[Dataset items]
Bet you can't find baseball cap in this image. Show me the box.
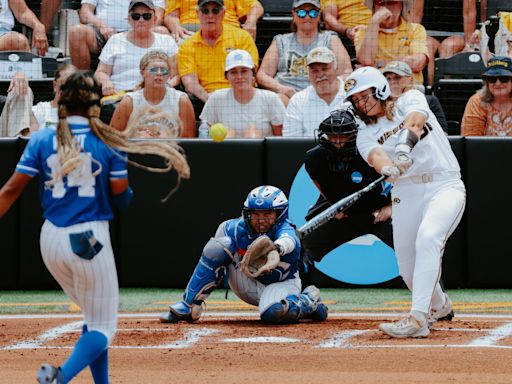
[292,0,320,9]
[306,47,336,65]
[382,61,412,77]
[482,56,512,76]
[224,49,254,71]
[197,0,224,7]
[128,0,156,11]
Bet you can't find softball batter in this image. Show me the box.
[345,67,466,337]
[0,72,186,384]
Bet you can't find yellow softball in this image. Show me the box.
[210,123,228,142]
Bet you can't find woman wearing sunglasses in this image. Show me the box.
[461,56,512,136]
[111,51,195,138]
[257,0,352,104]
[95,0,179,96]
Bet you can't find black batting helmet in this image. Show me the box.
[316,108,358,157]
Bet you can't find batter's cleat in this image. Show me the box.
[379,314,430,338]
[36,364,64,384]
[428,293,455,326]
[159,301,204,323]
[302,285,329,321]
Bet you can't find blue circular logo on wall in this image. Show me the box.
[289,165,399,285]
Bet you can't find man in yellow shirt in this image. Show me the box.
[320,0,372,41]
[164,0,263,41]
[354,0,429,84]
[178,0,258,114]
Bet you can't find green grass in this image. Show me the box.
[0,288,512,315]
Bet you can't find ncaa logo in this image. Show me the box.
[350,171,363,184]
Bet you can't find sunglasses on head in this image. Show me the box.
[485,76,512,84]
[199,7,222,15]
[149,67,169,76]
[130,12,153,21]
[295,9,320,19]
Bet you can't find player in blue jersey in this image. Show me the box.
[160,185,327,324]
[0,72,188,384]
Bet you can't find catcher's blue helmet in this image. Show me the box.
[242,185,288,229]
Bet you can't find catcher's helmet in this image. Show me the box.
[316,108,358,157]
[242,185,288,234]
[344,67,391,101]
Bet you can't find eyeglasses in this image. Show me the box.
[295,9,320,19]
[199,7,222,15]
[485,76,512,84]
[130,12,153,21]
[148,67,169,76]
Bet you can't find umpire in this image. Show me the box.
[301,109,393,286]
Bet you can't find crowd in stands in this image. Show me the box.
[0,0,512,138]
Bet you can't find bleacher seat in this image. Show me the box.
[432,52,485,134]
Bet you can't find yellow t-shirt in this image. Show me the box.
[165,0,258,27]
[320,0,372,28]
[178,25,258,92]
[354,18,428,84]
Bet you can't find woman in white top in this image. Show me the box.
[95,0,179,96]
[111,51,195,137]
[200,49,285,138]
[345,67,466,337]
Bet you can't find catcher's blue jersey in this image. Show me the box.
[224,217,300,284]
[16,116,128,227]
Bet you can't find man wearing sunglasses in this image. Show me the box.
[164,0,263,43]
[69,0,169,70]
[178,0,258,117]
[354,0,429,84]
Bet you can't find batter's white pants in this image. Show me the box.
[392,179,466,314]
[40,220,119,344]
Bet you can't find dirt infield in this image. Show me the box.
[0,314,512,384]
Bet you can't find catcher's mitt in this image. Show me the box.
[240,236,280,278]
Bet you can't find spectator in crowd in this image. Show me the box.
[200,49,285,138]
[0,0,48,56]
[321,0,372,41]
[69,0,166,69]
[354,0,429,84]
[283,47,345,137]
[164,0,263,42]
[257,0,352,104]
[461,56,512,136]
[95,0,179,96]
[178,0,258,116]
[382,61,448,132]
[111,51,195,138]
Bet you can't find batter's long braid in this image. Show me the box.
[48,72,190,202]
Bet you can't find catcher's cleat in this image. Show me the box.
[428,293,455,326]
[379,314,430,338]
[36,364,64,384]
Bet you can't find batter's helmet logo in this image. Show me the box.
[344,79,357,92]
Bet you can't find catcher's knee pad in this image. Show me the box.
[261,300,300,324]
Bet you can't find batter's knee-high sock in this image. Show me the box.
[82,324,108,384]
[61,331,108,383]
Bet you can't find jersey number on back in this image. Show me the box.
[46,153,96,199]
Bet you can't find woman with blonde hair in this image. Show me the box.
[110,51,195,138]
[0,72,190,383]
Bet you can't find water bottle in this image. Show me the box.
[197,121,210,139]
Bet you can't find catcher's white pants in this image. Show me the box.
[392,178,466,314]
[229,264,301,315]
[40,220,119,344]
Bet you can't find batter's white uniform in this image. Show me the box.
[357,90,466,314]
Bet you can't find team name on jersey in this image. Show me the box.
[53,135,86,151]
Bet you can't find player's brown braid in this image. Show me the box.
[48,72,190,201]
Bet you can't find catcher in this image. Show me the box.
[160,185,327,324]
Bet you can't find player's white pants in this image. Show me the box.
[229,264,301,315]
[40,220,119,344]
[392,179,466,314]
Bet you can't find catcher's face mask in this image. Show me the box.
[250,209,277,234]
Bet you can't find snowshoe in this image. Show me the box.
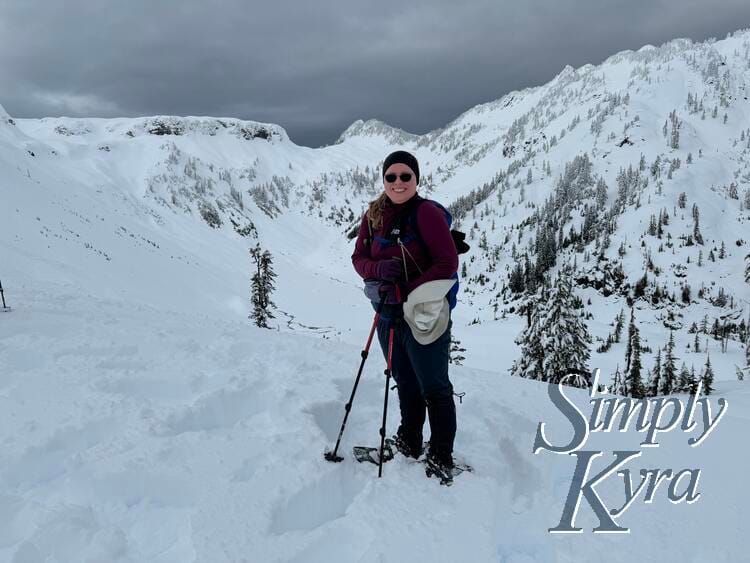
[352,438,394,465]
[421,452,474,487]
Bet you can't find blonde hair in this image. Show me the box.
[367,192,388,229]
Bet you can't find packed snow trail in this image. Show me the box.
[0,282,750,563]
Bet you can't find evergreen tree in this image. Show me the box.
[250,244,276,328]
[675,362,693,393]
[510,286,548,381]
[646,348,661,397]
[449,335,466,366]
[542,266,591,387]
[702,354,714,395]
[625,307,636,376]
[627,327,646,399]
[612,364,627,395]
[660,331,677,395]
[615,309,625,342]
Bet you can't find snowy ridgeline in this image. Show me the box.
[0,31,750,388]
[0,32,750,562]
[0,285,750,562]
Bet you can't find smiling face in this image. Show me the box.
[383,162,417,205]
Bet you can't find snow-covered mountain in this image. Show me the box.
[0,31,750,561]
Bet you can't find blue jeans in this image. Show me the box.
[378,315,456,455]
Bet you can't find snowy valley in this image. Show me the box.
[0,31,750,563]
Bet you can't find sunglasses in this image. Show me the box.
[385,172,412,184]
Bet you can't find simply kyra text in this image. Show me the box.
[533,369,729,534]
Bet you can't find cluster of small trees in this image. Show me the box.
[511,266,591,387]
[611,309,714,399]
[250,244,276,328]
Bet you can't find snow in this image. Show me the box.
[0,32,750,563]
[0,282,750,561]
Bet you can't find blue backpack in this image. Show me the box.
[370,196,470,309]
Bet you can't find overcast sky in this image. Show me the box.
[0,0,750,146]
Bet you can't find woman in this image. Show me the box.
[352,151,458,469]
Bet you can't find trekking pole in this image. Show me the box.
[378,325,393,477]
[0,281,10,312]
[324,293,387,462]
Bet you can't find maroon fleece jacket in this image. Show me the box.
[352,196,458,295]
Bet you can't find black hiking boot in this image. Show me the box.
[393,426,424,459]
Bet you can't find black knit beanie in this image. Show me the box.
[383,151,419,184]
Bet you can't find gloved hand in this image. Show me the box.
[375,258,403,281]
[365,280,404,305]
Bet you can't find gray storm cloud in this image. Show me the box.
[0,0,750,146]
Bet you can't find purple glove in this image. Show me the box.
[365,280,404,305]
[375,258,403,281]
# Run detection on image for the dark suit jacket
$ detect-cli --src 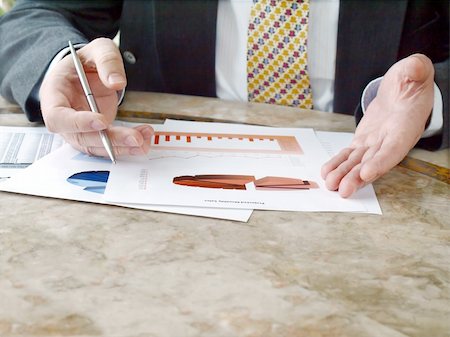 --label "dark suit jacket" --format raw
[0,0,449,148]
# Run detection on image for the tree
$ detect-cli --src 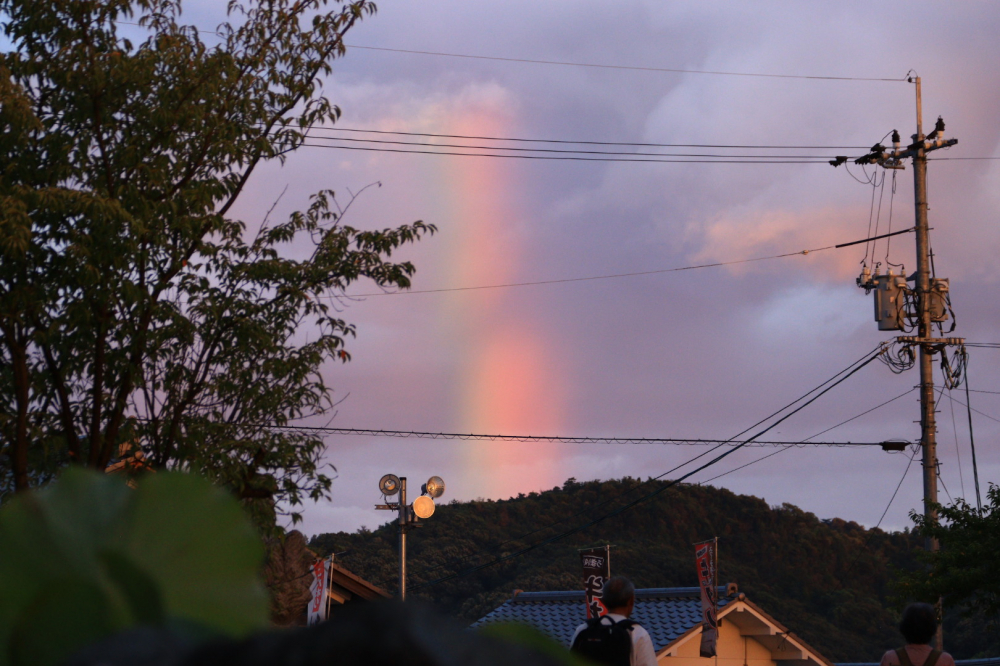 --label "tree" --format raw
[0,0,435,523]
[897,484,1000,618]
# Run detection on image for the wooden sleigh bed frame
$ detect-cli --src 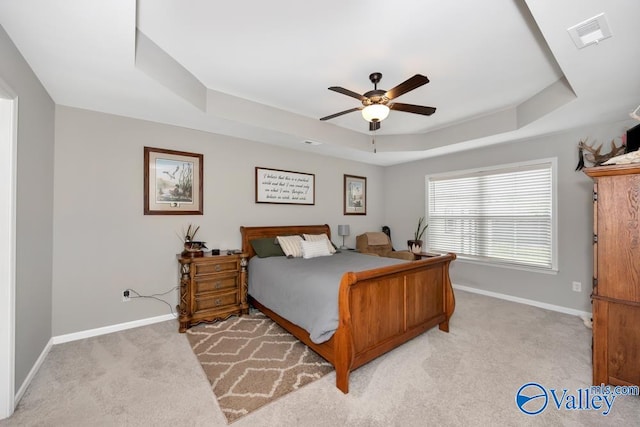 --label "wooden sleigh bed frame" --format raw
[240,224,456,393]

● **DIRECTION**
Render the lines of the data above, from the one containing "Bet you can't find catcher's white" through the one containing "[53,135,86,151]", as a JSON list of strings with one string per line and blank lines omitted.

● **RESULT OF THE EXERCISE**
[
  "Bet you can't find catcher's white pants in this image. Show me the box.",
  "[392,178,466,314]",
  "[229,264,301,315]",
  "[40,220,119,344]",
  "Bet you can't find batter's white uniform in this image. Show me the box.",
  "[357,90,466,314]",
  "Bet you can't find team name on jersey in this image. Show me the box.",
  "[53,135,86,151]"
]